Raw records

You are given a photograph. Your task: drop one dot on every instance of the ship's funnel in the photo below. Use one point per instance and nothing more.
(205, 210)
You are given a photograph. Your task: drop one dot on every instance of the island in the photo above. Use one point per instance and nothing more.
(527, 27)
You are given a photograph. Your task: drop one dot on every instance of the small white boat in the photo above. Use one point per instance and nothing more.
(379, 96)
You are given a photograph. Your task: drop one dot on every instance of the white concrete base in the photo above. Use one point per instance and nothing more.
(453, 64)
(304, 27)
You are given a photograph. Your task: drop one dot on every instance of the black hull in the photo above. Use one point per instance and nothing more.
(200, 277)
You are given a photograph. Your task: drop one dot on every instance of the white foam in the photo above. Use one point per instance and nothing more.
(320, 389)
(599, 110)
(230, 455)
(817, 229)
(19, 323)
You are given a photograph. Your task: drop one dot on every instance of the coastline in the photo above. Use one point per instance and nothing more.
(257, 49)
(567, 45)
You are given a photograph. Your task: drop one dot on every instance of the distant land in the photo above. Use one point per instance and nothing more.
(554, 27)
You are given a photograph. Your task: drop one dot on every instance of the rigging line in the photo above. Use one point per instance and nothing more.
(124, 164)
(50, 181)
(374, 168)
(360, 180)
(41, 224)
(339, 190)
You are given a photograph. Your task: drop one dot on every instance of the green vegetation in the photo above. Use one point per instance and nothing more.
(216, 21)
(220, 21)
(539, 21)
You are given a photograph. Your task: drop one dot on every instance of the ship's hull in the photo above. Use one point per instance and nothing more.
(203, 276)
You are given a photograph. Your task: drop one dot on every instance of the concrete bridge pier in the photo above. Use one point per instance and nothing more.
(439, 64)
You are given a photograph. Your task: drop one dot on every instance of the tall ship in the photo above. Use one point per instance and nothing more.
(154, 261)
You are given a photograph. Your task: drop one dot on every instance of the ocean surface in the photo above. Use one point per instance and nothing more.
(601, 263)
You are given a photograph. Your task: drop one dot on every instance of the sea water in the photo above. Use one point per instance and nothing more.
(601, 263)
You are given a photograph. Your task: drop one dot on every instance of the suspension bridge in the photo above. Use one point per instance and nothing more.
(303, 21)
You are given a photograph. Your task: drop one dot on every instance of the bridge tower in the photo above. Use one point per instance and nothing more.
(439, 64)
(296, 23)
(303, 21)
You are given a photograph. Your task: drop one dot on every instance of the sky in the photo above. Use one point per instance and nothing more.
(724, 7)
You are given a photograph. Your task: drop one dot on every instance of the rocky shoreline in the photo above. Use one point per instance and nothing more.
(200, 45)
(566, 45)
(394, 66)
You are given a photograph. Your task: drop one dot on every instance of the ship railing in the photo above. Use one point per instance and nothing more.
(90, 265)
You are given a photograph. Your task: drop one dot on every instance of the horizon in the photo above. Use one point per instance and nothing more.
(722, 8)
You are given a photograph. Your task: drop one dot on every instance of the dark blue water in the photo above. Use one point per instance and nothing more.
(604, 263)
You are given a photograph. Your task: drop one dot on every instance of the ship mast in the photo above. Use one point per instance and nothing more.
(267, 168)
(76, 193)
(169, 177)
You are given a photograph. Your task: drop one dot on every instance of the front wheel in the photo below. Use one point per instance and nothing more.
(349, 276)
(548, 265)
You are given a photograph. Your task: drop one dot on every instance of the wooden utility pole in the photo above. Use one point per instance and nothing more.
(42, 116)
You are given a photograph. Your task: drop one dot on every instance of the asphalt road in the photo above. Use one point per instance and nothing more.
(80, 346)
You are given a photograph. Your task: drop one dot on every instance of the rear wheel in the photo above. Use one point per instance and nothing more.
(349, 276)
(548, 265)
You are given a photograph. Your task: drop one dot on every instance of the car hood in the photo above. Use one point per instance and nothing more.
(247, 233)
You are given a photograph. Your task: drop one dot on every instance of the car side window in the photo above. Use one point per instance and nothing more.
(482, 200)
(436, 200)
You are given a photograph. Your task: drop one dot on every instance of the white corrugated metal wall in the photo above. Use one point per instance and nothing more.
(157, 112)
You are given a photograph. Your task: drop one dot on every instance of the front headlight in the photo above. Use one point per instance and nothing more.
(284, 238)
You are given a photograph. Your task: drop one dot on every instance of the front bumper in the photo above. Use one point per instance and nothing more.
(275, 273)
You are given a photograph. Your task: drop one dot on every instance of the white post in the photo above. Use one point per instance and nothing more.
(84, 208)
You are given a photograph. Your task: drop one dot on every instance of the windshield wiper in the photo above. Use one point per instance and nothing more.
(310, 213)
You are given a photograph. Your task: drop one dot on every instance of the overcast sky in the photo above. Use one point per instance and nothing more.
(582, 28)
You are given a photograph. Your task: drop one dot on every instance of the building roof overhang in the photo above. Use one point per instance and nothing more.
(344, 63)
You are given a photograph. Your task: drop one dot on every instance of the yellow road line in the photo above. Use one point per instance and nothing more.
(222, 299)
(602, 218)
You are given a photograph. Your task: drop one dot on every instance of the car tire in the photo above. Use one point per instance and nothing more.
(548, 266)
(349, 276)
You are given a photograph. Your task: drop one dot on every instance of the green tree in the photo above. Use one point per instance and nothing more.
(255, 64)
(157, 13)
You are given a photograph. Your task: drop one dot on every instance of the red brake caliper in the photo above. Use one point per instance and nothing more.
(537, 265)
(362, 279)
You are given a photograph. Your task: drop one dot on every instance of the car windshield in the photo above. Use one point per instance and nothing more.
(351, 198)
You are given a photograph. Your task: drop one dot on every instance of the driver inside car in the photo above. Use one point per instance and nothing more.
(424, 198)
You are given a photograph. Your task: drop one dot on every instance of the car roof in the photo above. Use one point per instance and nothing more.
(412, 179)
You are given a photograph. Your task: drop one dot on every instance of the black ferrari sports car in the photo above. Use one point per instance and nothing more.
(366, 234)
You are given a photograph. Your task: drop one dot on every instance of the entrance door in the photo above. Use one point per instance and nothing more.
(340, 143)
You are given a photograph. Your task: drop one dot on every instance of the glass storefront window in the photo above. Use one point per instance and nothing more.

> _Request_
Recast every line of the records above as a JSON list of strings, one string per line, leaving out any blank lines.

> _Answer to this problem_
[
  "You are given a photograph. Your task: drop one dot on every instance of the ship's funnel in the photo below. Use one point per instance and nothing more.",
  "(205, 210)",
  "You are given a photograph. Your task: drop one dot on every instance of the island in the photo above. Use one point per instance and nothing more.",
  "(527, 27)",
  "You are given a photograph. Your task: drop one dot on every instance of the small white boat in the photo above. Use one point per instance and nothing more.",
  "(379, 96)",
  "You are given a photograph. Your task: drop one dot on every instance of the white concrete base in the photo above. Use one point per instance and nothing more.",
  "(453, 64)",
  "(304, 27)",
  "You are given a photograph. Your task: drop one dot on every instance of the black hull in the photo above. Use one point per instance and nothing more.",
  "(200, 277)",
  "You are given a photograph. Your task: drop one dot on every instance of the white foam in the photo above. Use one point per instance and nothing more.",
  "(320, 389)",
  "(599, 110)",
  "(230, 455)",
  "(817, 229)",
  "(19, 323)",
  "You are given a photograph. Your task: drop one dot on every instance of the coastline in the photo above. Use one point per instance and nothing more.",
  "(257, 49)",
  "(567, 45)",
  "You are given a photograph. Your task: drop one dot on every instance of the distant land in the photo above. Use one point per instance and nothing more.",
  "(554, 27)",
  "You are given a photograph. Your task: drop one dot on every instance of the rigging line in the photo above. Use one point per instance and nothing more.",
  "(124, 164)",
  "(50, 181)",
  "(374, 168)",
  "(360, 180)",
  "(41, 224)",
  "(339, 190)",
  "You are given a photograph. Your task: drop one dot on every instance of the green vegetation in the photo above. Use one point per instance and nothing more.",
  "(216, 21)",
  "(220, 21)",
  "(539, 21)",
  "You are given a photograph. Your task: drop one dot on every instance of the ship's hull in the photo above. Use one point per instance and nothing more.",
  "(203, 276)",
  "You are given a photograph. Your task: drop one dot on every instance of the concrete bridge pier in the photo above. Use one point per instance and nothing more.",
  "(439, 64)",
  "You are given a photograph. Your task: drop one dot on every instance of the tall ship in the photo above. Use one point per instance and nothing more.",
  "(154, 261)",
  "You are given a photograph. Your task: drop one dot on every instance of the ocean surface in the photo above. Use one point per instance and nothing more.",
  "(601, 263)",
  "You are given a photograph. Your task: drop one dot on every instance of the sea water in the photo above. Use one point per instance and nothing more.",
  "(601, 263)",
  "You are given a photograph. Your task: drop one dot on every instance of the suspension bridge in the photo above. Use one point per instance and nothing more.",
  "(303, 21)",
  "You are given a photograph. Your task: drop one dot on every instance of the bridge tower in the photo above. Use one point per instance and nothing more.",
  "(439, 64)",
  "(296, 23)",
  "(303, 21)",
  "You are given a photograph. Your task: drop one dot on every instance of the sky in the photo above. Use one point per instance and nothing more.",
  "(724, 7)",
  "You are given a photograph. Your task: drop one dot on every instance of the rocky shoreline in the photo above. Use one point per instance and nothing more.",
  "(200, 45)",
  "(566, 45)",
  "(394, 66)",
  "You are given a photograph. Your task: drop one dot on every instance of the ship railing in the photo above. Use one point per instance and nothing more.",
  "(90, 265)",
  "You are given a photograph. Your task: drop one dot on every instance of the horizon in the photo above. Use one point per instance and nothing more.",
  "(722, 8)",
  "You are given a photograph. Your task: drop one dot on every instance of the dark blue water in the photo above. Use one point per instance and nothing more.",
  "(604, 263)",
  "You are given a photograph. Your task: drop one dot on every instance of the ship mast in the photo above. Use one point per instance and nothing more.",
  "(267, 168)",
  "(76, 193)",
  "(169, 177)",
  "You are given a photograph. Your task: drop one dot on every instance of the front wheel in the photo below. Use one point per instance and nothing more.",
  "(349, 276)",
  "(548, 265)",
  "You are given a photograph. Your task: drop one dot on every instance of the wooden utility pole in the photo above. Use one point per instance and nothing more.",
  "(42, 116)",
  "You are given a photograph. Your task: drop one dot on every instance of the asphalt road in the photo above. Use one point per instance and nothing more.",
  "(80, 346)",
  "You are given a photograph. Your task: drop one dot on every instance of the rear wheel in the photo above. Use one point per instance and nothing more.",
  "(349, 276)",
  "(548, 265)",
  "You are given a photograph. Your task: drop one dot on every instance of the car hood in the photo above. Use one point per instance and nothing more.",
  "(247, 233)",
  "You are given a photograph. Your task: drop one dot on every instance of the car side window in the photo above. Use one point per instance and nothing more.",
  "(482, 200)",
  "(436, 200)",
  "You are given a photograph. Your task: drop one dot on every instance of the white corrugated metal wall in the photo above. Use one point per instance and nothing more.",
  "(157, 112)",
  "You are given a photograph. Your task: drop one dot on every instance of the front headlight in the photo above. Use one point per instance and nothing more.",
  "(284, 238)",
  "You are given a photograph. Your task: drop one dot on every instance of the front bumper in the photo above. Use one point per instance and nothing more.",
  "(275, 273)",
  "You are given a photograph. Your task: drop one dot on every instance of the white post in the photo above. Use one point per instance and nothing more.",
  "(84, 208)",
  "You are given a photograph. Your task: drop one dot on every instance of the windshield wiper in the photo above. Use one point per instance and nothing more.",
  "(310, 213)",
  "You are given a photograph. Your task: drop one dot on every instance of the overcast sky in the photo above. Use one point per instance and nothing more.",
  "(582, 28)",
  "You are given a photograph. Your task: drop one dot on every instance of the building roof overhang in the photo above. Use one point per instance and nothing more.",
  "(344, 63)",
  "You are given a photograph. Your task: drop one dot on every instance of the yellow road line in the photo above. Use one point per instance and nothing more.",
  "(222, 299)",
  "(602, 218)",
  "You are given a photograph. Your task: drop one dot on every instance of the car tire in the photo above. Use one point per instance and nothing more.",
  "(548, 266)",
  "(349, 276)",
  "You are given a photograph. Your task: drop one dot on every instance of the green tree in the photo above. Use one point per instance and nothing more.",
  "(255, 64)",
  "(157, 13)",
  "You are given a photograph. Your task: drop one dot on every instance of the red brake caliper in the photo above. Use one point per instance and nothing more.",
  "(537, 265)",
  "(362, 279)",
  "You are given a photograph. Your task: drop one dot on every instance of the car windshield in the photo above. Use one point per instance and nothing more.",
  "(351, 198)",
  "You are given a photograph. Your task: drop one dot on every instance of the driver inside car in the photo above. Use one point per instance and nothing more.",
  "(424, 198)",
  "You are given a photograph. Your task: drop one dot on every instance of the car roof in the photo above. Use one point per instance and nothing more.",
  "(412, 179)",
  "You are given a photograph. Your task: drop one dot on every instance of the black ferrari sports car in the photo above. Use one point per instance and nothing more.",
  "(366, 234)",
  "You are given a photograph. Your task: drop one dot on every instance of the entrance door in the photo above. Use one point per instance and nothing more.",
  "(340, 143)",
  "You are given a photograph. Your task: drop one dot on every instance of the glass storefront window in the photo above. Use one point per instance and nothing more."
]